*** Opening RECORDS TO PROCESS ***

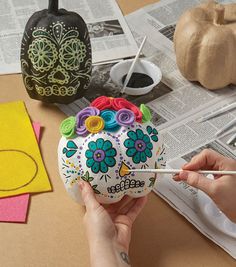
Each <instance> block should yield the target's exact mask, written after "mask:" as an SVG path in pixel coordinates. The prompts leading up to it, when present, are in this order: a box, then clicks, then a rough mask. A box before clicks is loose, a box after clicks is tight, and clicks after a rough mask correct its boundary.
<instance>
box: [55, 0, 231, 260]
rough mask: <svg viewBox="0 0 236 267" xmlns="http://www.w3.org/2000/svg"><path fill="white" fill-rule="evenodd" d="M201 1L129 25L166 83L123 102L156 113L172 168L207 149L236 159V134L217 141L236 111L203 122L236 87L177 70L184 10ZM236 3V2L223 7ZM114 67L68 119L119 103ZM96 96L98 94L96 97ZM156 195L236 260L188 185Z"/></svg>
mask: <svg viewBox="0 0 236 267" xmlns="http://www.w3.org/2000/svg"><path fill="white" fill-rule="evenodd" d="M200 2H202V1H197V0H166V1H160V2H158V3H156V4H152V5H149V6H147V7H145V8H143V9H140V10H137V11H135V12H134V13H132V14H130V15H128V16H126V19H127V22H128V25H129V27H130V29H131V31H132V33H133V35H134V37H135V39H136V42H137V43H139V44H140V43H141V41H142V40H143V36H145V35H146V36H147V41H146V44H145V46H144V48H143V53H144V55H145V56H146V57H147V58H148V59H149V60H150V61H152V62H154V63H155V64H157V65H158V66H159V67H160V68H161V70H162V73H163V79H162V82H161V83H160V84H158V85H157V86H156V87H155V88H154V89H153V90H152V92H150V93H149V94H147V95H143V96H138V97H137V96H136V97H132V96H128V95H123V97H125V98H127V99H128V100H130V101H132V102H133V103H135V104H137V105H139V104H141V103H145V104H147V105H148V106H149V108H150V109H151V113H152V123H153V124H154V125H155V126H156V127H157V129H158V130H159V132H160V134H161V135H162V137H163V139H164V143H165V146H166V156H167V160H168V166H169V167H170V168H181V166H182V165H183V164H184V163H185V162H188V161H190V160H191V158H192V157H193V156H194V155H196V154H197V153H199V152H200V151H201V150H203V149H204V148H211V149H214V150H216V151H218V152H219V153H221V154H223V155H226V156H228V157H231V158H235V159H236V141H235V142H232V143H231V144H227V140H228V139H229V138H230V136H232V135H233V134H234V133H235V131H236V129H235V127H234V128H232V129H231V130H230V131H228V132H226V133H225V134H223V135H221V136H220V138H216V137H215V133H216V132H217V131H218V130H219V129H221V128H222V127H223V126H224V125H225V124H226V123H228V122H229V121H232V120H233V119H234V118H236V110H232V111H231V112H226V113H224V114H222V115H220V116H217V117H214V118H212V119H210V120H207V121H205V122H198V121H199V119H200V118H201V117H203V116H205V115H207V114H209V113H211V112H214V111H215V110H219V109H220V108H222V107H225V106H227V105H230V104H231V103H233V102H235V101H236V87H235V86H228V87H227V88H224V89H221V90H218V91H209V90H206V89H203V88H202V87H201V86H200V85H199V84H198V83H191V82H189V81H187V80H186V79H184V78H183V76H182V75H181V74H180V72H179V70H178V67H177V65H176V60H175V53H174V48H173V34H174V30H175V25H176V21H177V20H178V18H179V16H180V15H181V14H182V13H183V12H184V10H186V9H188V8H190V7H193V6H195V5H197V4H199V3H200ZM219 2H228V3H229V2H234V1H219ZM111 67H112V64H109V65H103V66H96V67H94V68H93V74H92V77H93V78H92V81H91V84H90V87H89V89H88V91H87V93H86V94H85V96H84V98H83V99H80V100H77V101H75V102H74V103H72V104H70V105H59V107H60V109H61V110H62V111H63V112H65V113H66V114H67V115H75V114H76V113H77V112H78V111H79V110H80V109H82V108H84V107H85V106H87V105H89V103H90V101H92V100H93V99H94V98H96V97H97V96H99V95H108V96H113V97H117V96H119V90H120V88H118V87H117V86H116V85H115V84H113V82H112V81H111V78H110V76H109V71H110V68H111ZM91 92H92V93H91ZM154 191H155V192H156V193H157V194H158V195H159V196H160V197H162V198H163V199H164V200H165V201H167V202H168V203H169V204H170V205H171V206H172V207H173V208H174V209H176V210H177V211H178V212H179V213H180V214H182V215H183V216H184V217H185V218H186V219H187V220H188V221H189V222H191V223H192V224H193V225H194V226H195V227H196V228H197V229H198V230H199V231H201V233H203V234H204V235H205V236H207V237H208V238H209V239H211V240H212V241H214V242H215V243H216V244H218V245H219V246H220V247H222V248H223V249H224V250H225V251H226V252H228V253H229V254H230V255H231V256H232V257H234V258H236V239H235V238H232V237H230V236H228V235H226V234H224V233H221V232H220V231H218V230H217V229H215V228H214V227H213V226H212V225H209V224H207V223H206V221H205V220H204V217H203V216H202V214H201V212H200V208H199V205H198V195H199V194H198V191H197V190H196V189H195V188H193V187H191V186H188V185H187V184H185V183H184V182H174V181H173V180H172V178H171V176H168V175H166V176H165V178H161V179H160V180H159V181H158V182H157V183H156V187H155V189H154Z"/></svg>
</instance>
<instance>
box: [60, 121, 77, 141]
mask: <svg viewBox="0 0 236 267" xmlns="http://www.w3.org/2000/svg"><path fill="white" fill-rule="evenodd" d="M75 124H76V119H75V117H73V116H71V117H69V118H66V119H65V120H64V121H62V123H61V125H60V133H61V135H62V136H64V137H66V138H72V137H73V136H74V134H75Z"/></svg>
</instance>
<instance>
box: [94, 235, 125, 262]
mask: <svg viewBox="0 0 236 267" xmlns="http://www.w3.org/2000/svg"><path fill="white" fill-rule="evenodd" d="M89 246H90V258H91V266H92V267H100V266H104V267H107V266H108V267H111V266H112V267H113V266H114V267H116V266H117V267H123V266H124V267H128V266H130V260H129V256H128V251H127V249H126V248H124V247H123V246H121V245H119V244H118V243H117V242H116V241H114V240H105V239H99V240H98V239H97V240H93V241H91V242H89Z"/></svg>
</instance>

*** Closing RECORDS TO PROCESS ***

Set down every entry exactly; omit the pictures.

Each <instance> block should yield the target's exact mask, written after "mask:" as an SVG path in pixel coordinates. The prompts leading up to it, when present, are in this order: a box, then clicks, then a rough mask. A box before clicks is loose, a box after clicks is tight, and clicks after a rough mask correct its boundary.
<instance>
box: [55, 0, 231, 260]
rough mask: <svg viewBox="0 0 236 267" xmlns="http://www.w3.org/2000/svg"><path fill="white" fill-rule="evenodd" d="M201 1L129 25L166 83L123 102L156 113L172 168L207 149L236 159V134L217 141L236 111L203 122L236 87L177 70L184 10ZM236 3V2L223 7ZM114 67L68 119L119 103ZM96 96L98 94L96 97ZM156 195L236 260L188 185Z"/></svg>
mask: <svg viewBox="0 0 236 267" xmlns="http://www.w3.org/2000/svg"><path fill="white" fill-rule="evenodd" d="M200 2H202V1H197V0H166V1H160V2H158V3H156V4H152V5H149V6H147V7H145V8H143V9H140V10H137V11H135V12H134V13H132V14H130V15H128V16H126V19H127V22H128V25H129V27H130V29H131V31H132V33H133V35H134V37H135V39H136V42H137V43H139V44H140V43H141V41H142V40H143V36H145V35H146V36H147V41H146V44H145V46H144V48H143V53H144V55H145V56H146V57H147V58H148V59H149V60H150V61H152V62H154V63H155V64H157V65H158V66H159V67H160V68H161V70H162V73H163V79H162V82H161V83H160V84H158V85H157V86H156V87H155V88H154V89H153V90H152V92H150V93H149V94H147V95H143V96H138V97H137V96H136V97H132V96H128V95H123V97H125V98H127V99H128V100H130V101H132V102H133V103H135V104H137V105H139V104H141V103H145V104H147V105H148V106H149V108H150V109H151V113H152V123H153V124H154V125H155V126H156V127H157V129H158V130H159V132H160V134H161V135H162V137H163V139H164V143H165V146H166V156H167V160H168V166H169V167H170V168H181V166H182V165H183V164H184V163H185V162H188V161H190V160H191V158H192V157H193V156H194V155H196V154H197V153H199V152H200V151H201V150H203V149H204V148H211V149H214V150H216V151H218V152H219V153H221V154H223V155H226V156H228V157H231V158H235V159H236V141H235V142H232V143H231V144H227V140H228V139H229V138H230V136H232V135H233V134H234V133H235V131H236V129H235V127H234V128H232V129H231V130H230V131H228V132H226V133H225V134H223V135H221V136H220V138H216V137H215V133H216V132H217V131H218V130H219V129H221V128H222V127H223V126H224V125H225V124H226V123H228V122H229V121H232V120H233V119H234V118H236V110H232V111H231V112H226V113H224V114H222V115H220V116H217V117H214V118H212V119H210V120H207V121H205V122H198V121H199V119H200V118H201V117H203V116H205V115H207V114H209V113H211V112H214V111H215V110H219V109H220V108H222V107H225V106H227V105H230V104H231V103H233V102H235V101H236V87H235V86H228V87H227V88H224V89H221V90H218V91H209V90H206V89H203V88H202V87H201V86H200V85H199V84H198V83H191V82H189V81H187V80H186V79H184V78H183V76H182V75H181V74H180V72H179V70H178V67H177V65H176V60H175V53H174V48H173V34H174V30H175V25H176V21H177V20H178V18H179V16H180V15H181V14H182V13H183V12H184V10H186V9H188V8H190V7H193V6H195V5H197V4H199V3H200ZM219 2H228V3H229V2H234V1H219ZM111 67H112V64H109V65H103V66H96V67H94V68H93V74H92V77H93V78H92V81H91V84H90V87H89V89H88V91H87V93H86V94H85V96H84V98H83V99H80V100H77V101H75V102H74V103H72V104H70V105H59V107H60V109H61V110H62V111H63V112H65V113H66V114H67V115H75V114H76V113H77V112H78V111H79V110H80V109H82V108H84V107H85V106H87V105H89V103H90V101H92V100H93V99H94V98H96V97H97V96H99V95H108V96H113V97H117V96H119V90H120V88H118V87H117V86H116V85H115V84H113V82H112V81H111V78H110V76H109V71H110V68H111ZM91 92H92V93H91ZM154 191H155V192H156V193H157V194H158V195H159V196H160V197H162V198H163V199H164V200H165V201H167V202H168V203H169V204H170V205H171V206H172V207H173V208H174V209H176V210H177V211H178V212H179V213H180V214H182V215H183V216H184V217H185V218H186V219H187V220H188V221H189V222H191V223H192V224H193V225H194V226H195V227H196V228H197V229H198V230H199V231H201V233H203V234H204V235H205V236H207V237H208V238H209V239H211V240H212V241H214V242H215V243H216V244H218V245H219V246H220V247H222V248H223V249H224V250H225V251H226V252H228V253H229V254H230V255H231V256H232V257H234V258H236V239H235V238H232V237H230V236H228V235H226V234H224V233H221V232H220V231H218V230H217V229H215V228H214V227H213V226H212V225H209V224H207V223H206V221H205V220H204V217H203V216H202V214H201V212H200V208H199V205H198V195H199V194H198V191H197V190H196V189H195V188H193V187H191V186H188V185H187V184H185V183H184V182H174V181H173V180H172V178H171V176H168V175H166V176H165V178H161V179H160V180H159V181H158V182H157V183H156V187H155V189H154Z"/></svg>
</instance>
<instance>
box: [60, 121, 77, 141]
mask: <svg viewBox="0 0 236 267" xmlns="http://www.w3.org/2000/svg"><path fill="white" fill-rule="evenodd" d="M75 124H76V119H75V117H73V116H71V117H69V118H66V119H65V120H64V121H62V123H61V125H60V133H61V135H62V136H64V137H66V138H72V137H73V136H74V134H75Z"/></svg>
</instance>
<instance>
box: [94, 235, 125, 262]
mask: <svg viewBox="0 0 236 267" xmlns="http://www.w3.org/2000/svg"><path fill="white" fill-rule="evenodd" d="M89 246H90V258H91V266H92V267H100V266H104V267H107V266H108V267H111V266H112V267H113V266H114V267H116V266H117V267H123V266H124V267H128V266H130V260H129V256H128V251H127V249H126V248H124V247H123V246H121V245H119V244H118V243H117V242H116V241H114V240H105V239H99V240H98V239H97V240H93V241H91V242H89Z"/></svg>
</instance>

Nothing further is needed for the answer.